## GIVEN DATA
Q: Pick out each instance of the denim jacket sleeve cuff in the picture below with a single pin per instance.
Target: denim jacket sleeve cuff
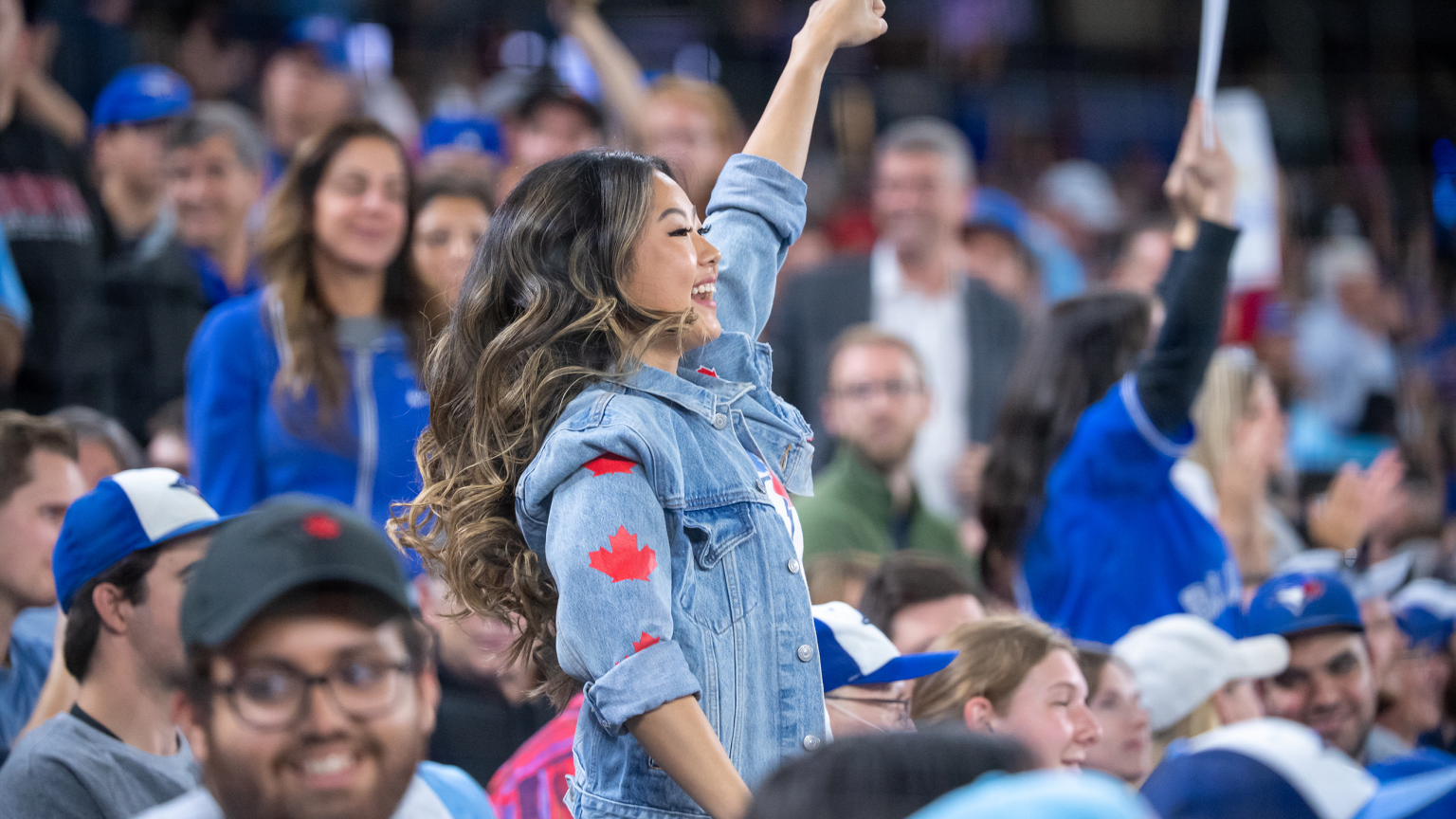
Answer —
(652, 677)
(763, 187)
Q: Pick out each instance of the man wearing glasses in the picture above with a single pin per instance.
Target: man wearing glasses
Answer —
(866, 498)
(121, 563)
(309, 689)
(866, 680)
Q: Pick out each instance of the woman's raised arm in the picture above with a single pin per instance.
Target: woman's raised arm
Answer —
(757, 205)
(782, 133)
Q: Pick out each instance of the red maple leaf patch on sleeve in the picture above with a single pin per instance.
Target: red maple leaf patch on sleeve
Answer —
(609, 464)
(625, 561)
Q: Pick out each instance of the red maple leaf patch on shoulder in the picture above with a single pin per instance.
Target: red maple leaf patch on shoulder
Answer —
(625, 561)
(609, 464)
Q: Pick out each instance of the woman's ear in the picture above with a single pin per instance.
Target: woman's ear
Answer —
(978, 713)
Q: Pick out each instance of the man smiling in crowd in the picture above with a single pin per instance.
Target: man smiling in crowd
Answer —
(309, 685)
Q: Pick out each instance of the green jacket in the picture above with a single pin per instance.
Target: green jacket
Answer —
(852, 510)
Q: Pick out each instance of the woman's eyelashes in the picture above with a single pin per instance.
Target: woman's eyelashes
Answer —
(686, 230)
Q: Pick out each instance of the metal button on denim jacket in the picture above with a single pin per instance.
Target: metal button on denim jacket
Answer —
(670, 558)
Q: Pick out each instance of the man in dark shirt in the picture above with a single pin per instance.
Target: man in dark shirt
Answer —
(46, 213)
(154, 295)
(483, 713)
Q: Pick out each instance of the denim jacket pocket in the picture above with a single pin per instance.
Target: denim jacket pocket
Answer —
(719, 593)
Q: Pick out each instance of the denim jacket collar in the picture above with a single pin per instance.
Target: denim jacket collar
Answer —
(693, 391)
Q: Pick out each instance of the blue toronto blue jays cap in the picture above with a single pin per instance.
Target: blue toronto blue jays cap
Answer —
(1268, 767)
(125, 513)
(1040, 794)
(1301, 601)
(141, 94)
(461, 133)
(853, 651)
(285, 544)
(326, 35)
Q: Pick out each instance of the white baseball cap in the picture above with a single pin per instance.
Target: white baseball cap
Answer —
(1179, 661)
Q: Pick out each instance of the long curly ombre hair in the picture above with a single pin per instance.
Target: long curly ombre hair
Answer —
(542, 315)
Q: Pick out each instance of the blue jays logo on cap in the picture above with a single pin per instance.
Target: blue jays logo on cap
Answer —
(1295, 598)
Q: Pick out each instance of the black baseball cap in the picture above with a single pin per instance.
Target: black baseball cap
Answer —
(282, 545)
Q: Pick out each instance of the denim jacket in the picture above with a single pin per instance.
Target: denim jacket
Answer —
(676, 573)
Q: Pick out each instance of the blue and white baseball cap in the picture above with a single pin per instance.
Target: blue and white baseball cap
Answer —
(141, 94)
(326, 35)
(127, 512)
(853, 651)
(1303, 601)
(1271, 767)
(472, 135)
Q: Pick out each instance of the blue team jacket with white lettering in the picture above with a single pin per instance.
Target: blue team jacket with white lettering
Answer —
(242, 449)
(1117, 544)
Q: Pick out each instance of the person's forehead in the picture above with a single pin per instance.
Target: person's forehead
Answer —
(310, 639)
(361, 155)
(869, 360)
(1056, 669)
(1311, 651)
(216, 146)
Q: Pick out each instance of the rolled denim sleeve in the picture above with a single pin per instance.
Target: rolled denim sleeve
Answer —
(755, 214)
(609, 551)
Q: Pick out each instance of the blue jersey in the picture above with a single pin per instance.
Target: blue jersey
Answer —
(1117, 545)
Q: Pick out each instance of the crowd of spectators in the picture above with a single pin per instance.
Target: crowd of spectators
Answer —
(1076, 507)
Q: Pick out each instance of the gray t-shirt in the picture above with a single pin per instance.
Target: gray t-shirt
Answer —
(68, 770)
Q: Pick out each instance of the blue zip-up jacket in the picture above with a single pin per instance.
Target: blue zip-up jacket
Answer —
(242, 450)
(676, 572)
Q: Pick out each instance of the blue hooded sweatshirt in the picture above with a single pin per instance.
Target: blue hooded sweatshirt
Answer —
(250, 442)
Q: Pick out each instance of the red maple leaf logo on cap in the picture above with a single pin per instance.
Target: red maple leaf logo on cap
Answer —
(320, 526)
(625, 561)
(609, 464)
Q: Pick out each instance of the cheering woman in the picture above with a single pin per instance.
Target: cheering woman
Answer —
(608, 466)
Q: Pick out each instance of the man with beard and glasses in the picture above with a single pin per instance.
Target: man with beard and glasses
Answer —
(1330, 683)
(121, 563)
(866, 499)
(309, 688)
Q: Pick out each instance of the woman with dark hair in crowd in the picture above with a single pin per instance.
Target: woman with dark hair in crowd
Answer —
(1012, 677)
(450, 216)
(606, 461)
(310, 384)
(1083, 519)
(884, 775)
(1126, 746)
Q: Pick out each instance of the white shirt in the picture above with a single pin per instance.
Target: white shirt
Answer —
(935, 327)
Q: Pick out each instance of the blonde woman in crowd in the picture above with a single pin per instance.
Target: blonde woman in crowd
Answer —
(1013, 677)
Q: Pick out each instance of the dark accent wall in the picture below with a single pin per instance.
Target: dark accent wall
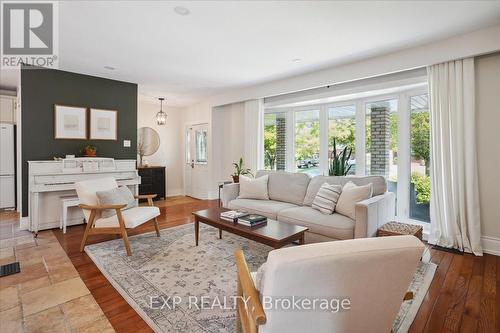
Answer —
(42, 88)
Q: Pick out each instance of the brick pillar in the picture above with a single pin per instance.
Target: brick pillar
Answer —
(380, 135)
(280, 142)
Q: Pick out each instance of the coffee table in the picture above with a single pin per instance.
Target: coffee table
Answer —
(274, 233)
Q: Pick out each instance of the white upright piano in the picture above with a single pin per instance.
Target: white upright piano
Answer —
(49, 180)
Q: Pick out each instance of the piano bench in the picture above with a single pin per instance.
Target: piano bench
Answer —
(67, 202)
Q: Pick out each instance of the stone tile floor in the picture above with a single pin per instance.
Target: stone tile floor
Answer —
(47, 295)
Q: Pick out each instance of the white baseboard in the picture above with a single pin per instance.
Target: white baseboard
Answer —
(175, 192)
(212, 195)
(491, 245)
(24, 223)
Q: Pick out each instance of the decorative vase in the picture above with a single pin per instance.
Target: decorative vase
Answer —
(90, 153)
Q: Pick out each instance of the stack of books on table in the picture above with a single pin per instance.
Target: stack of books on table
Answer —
(232, 215)
(252, 220)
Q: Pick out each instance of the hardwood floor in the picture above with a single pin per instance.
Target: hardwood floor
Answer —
(174, 211)
(463, 297)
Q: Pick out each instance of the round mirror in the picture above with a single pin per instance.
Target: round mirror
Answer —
(148, 141)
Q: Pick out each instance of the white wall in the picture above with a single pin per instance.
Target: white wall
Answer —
(488, 141)
(171, 149)
(471, 44)
(228, 128)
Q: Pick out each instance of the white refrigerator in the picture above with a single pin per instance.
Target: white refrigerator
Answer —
(7, 166)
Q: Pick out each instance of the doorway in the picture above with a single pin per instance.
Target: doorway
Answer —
(196, 161)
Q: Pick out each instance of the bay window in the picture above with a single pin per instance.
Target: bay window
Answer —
(386, 134)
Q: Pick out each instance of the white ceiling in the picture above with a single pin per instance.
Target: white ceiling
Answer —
(223, 44)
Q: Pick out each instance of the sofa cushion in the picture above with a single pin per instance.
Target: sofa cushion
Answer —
(326, 198)
(379, 184)
(269, 208)
(286, 186)
(334, 226)
(251, 188)
(351, 194)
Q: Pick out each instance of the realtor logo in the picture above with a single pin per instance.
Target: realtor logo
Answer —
(29, 34)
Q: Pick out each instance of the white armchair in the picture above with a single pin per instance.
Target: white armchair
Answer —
(372, 273)
(116, 224)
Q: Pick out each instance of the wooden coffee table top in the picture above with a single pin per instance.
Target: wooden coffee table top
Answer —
(273, 233)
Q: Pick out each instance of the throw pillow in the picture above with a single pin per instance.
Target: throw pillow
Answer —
(117, 196)
(351, 194)
(254, 188)
(326, 198)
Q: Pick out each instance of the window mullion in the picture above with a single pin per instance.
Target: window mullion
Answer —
(323, 140)
(404, 157)
(360, 140)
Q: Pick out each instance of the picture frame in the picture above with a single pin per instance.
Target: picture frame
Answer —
(70, 122)
(103, 124)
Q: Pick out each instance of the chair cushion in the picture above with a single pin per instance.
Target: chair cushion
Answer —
(334, 226)
(133, 217)
(286, 186)
(86, 190)
(379, 184)
(269, 208)
(254, 188)
(116, 196)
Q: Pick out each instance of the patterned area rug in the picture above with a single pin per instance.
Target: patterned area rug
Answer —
(165, 278)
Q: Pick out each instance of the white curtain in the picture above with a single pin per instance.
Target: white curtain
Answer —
(455, 219)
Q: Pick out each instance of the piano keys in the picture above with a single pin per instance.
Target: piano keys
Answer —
(49, 180)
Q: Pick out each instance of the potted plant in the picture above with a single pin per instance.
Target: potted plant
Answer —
(239, 169)
(89, 151)
(339, 164)
(140, 151)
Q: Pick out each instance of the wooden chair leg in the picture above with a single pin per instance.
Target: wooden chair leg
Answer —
(125, 242)
(157, 227)
(90, 224)
(124, 232)
(150, 203)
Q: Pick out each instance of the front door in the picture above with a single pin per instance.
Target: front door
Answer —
(196, 163)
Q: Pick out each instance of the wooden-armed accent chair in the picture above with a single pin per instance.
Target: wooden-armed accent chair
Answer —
(116, 224)
(372, 273)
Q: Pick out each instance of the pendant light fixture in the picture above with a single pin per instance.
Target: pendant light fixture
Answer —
(161, 117)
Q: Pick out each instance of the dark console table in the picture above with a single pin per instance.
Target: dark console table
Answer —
(152, 181)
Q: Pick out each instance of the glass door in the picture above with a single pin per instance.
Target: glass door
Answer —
(420, 184)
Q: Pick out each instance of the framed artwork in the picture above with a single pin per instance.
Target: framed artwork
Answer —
(70, 122)
(103, 124)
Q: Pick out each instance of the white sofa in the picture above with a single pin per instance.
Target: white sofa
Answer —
(372, 273)
(291, 196)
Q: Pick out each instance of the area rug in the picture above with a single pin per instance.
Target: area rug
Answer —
(165, 278)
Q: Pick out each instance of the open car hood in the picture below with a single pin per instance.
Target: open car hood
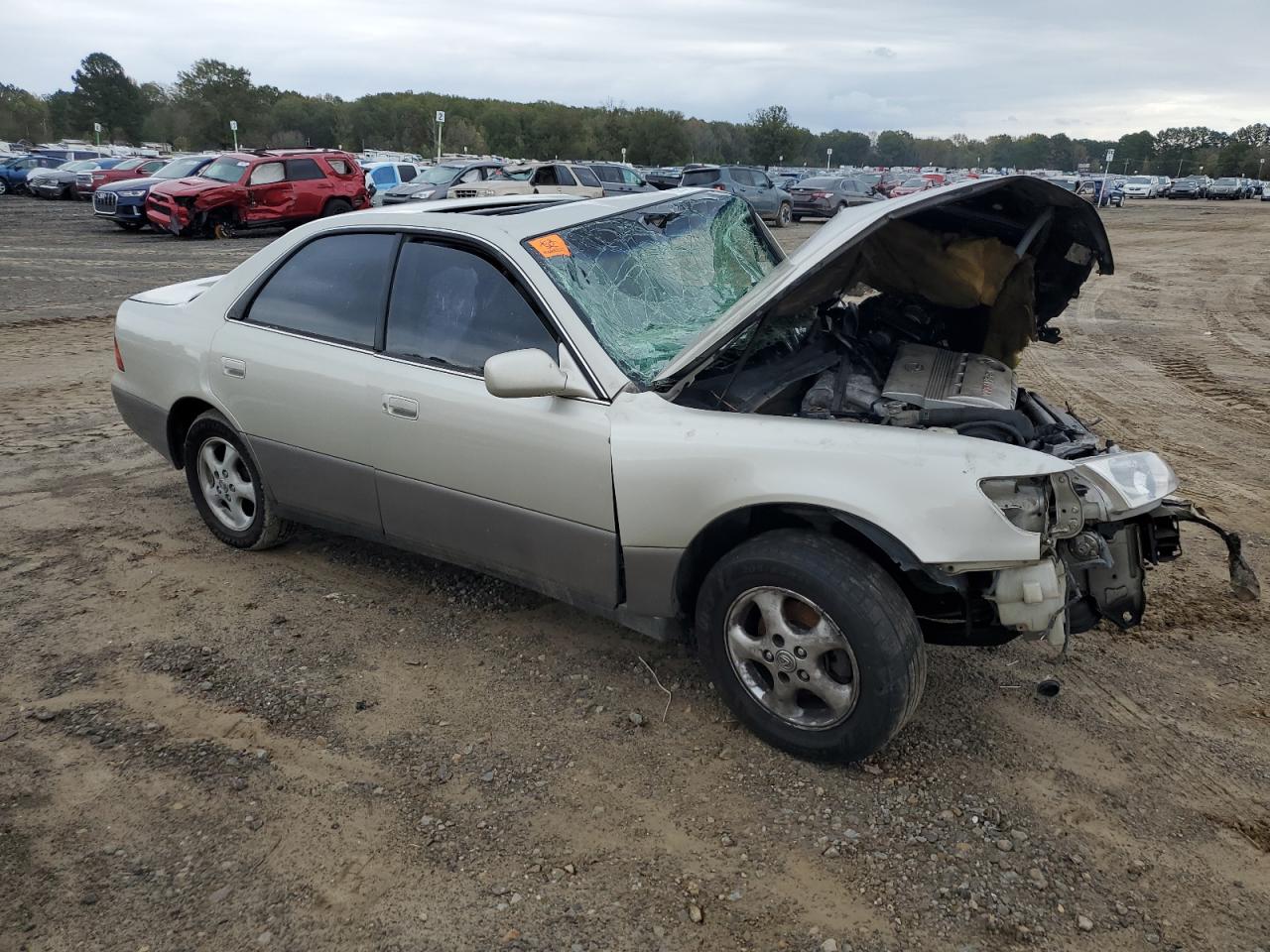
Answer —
(1017, 244)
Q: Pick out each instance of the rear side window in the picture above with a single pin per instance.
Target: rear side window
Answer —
(699, 177)
(331, 289)
(303, 171)
(454, 308)
(266, 175)
(545, 176)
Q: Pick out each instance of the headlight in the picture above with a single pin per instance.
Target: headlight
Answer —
(1132, 483)
(1021, 499)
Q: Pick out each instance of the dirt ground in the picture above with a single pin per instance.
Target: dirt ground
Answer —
(335, 746)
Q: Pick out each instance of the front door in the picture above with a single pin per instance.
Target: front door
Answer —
(296, 375)
(270, 194)
(520, 488)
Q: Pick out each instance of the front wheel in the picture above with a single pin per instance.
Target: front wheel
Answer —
(812, 645)
(226, 486)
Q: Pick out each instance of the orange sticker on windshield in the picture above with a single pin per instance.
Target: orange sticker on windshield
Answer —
(550, 246)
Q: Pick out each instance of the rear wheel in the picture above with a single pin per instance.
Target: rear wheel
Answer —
(811, 644)
(226, 486)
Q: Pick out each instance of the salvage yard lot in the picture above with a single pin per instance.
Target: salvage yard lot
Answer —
(336, 746)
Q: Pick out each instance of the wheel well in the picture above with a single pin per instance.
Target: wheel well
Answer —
(729, 531)
(182, 416)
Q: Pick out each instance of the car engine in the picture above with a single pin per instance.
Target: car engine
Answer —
(893, 361)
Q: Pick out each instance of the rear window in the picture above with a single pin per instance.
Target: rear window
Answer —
(699, 177)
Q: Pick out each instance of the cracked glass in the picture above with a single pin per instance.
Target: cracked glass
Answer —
(649, 281)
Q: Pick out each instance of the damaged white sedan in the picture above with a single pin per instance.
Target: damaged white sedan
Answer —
(811, 465)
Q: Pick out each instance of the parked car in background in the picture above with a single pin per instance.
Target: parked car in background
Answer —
(267, 188)
(125, 202)
(1141, 186)
(87, 181)
(14, 172)
(435, 181)
(1101, 191)
(665, 178)
(1225, 188)
(535, 178)
(60, 181)
(826, 197)
(380, 177)
(1187, 188)
(752, 184)
(911, 186)
(619, 179)
(516, 391)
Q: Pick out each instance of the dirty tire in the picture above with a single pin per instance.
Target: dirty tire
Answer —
(267, 529)
(869, 610)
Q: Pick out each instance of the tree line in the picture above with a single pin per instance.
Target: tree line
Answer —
(193, 113)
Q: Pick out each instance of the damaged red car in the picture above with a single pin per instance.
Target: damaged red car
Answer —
(267, 188)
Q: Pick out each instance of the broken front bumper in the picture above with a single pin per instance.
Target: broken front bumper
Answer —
(1098, 574)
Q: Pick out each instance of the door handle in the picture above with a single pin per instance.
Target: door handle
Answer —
(405, 408)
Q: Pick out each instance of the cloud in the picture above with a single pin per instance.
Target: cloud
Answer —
(934, 66)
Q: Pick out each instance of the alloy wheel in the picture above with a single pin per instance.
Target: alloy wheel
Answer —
(792, 657)
(226, 484)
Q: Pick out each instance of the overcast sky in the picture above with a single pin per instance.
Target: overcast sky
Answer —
(930, 66)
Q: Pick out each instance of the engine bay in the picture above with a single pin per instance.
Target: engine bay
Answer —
(889, 359)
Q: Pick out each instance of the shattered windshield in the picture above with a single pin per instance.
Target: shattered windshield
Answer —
(649, 281)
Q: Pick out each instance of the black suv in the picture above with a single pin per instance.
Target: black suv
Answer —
(752, 184)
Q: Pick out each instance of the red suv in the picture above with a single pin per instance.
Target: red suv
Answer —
(267, 188)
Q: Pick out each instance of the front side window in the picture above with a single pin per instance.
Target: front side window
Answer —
(303, 171)
(649, 281)
(225, 171)
(331, 289)
(267, 175)
(454, 308)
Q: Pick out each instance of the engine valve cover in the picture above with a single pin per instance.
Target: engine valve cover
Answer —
(930, 377)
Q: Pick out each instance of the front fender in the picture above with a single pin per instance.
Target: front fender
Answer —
(676, 470)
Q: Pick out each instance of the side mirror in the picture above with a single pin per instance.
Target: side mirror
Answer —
(521, 373)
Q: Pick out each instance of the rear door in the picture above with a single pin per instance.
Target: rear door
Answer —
(521, 488)
(312, 189)
(296, 372)
(270, 195)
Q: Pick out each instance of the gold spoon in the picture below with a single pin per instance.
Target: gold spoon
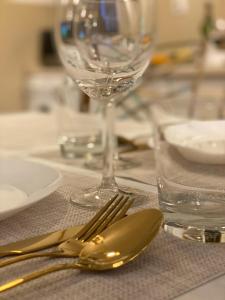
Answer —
(114, 247)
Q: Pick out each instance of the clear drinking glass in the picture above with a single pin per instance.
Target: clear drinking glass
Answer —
(190, 159)
(105, 46)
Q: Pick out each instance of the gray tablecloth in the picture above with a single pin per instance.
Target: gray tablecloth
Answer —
(168, 268)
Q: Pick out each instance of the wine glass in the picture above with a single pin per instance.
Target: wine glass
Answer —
(105, 46)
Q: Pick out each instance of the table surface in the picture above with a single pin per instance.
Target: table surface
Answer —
(214, 288)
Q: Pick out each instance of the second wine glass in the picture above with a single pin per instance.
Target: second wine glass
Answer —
(105, 46)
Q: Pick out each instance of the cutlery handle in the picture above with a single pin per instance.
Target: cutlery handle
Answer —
(19, 258)
(37, 274)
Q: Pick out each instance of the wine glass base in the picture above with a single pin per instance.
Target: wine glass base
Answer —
(95, 198)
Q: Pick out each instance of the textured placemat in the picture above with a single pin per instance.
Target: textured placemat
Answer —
(168, 268)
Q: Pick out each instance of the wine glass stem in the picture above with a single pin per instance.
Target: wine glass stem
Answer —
(108, 180)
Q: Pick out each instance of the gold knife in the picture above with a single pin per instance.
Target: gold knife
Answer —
(39, 242)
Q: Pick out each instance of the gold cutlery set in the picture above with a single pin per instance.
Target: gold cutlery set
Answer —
(107, 241)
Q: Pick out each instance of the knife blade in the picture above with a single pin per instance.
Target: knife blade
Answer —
(39, 242)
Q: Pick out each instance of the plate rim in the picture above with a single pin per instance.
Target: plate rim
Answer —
(37, 195)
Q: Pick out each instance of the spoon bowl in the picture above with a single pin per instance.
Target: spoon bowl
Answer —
(121, 242)
(117, 245)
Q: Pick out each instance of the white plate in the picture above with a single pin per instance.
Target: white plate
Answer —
(23, 183)
(199, 141)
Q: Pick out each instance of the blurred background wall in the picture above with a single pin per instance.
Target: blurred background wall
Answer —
(21, 26)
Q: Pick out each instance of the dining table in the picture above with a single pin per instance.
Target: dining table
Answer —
(170, 268)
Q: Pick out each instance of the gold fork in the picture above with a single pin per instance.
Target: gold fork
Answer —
(113, 211)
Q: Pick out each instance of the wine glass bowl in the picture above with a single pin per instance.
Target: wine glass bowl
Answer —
(105, 46)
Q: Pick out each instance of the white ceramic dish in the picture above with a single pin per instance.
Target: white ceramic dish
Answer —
(199, 141)
(23, 183)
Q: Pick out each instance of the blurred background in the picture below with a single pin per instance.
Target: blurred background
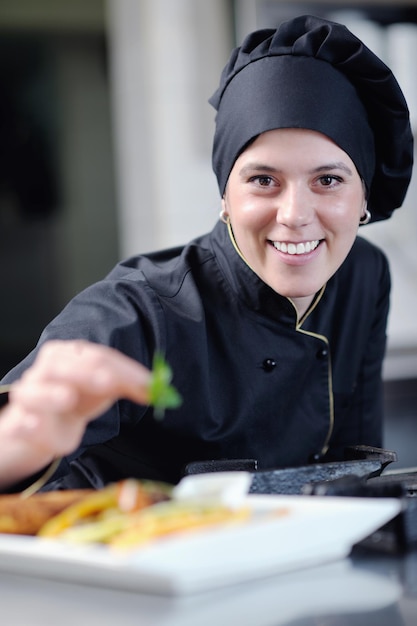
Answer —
(105, 151)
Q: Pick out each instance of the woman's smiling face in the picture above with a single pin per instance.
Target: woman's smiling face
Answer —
(294, 199)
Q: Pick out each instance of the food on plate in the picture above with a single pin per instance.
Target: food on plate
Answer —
(117, 500)
(124, 515)
(25, 516)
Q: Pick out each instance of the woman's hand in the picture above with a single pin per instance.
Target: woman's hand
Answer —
(69, 384)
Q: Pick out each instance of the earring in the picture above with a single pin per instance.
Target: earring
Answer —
(366, 218)
(224, 216)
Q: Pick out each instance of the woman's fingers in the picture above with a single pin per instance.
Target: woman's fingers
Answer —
(69, 372)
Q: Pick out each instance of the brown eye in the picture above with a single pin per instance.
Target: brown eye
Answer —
(263, 181)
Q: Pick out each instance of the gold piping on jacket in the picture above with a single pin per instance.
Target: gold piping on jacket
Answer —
(298, 328)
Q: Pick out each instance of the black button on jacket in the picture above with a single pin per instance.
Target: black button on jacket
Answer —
(256, 382)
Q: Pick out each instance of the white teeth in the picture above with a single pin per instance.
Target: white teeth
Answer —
(296, 248)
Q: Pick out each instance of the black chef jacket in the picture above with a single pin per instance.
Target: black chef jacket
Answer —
(256, 382)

## EXERCISE GOAL
Copy each line of the records above that carries the word "textured".

## TASK OUTPUT
Q: Pick out each instance of the textured placemat in the picture above with a single pin per instance.
Target: textured placemat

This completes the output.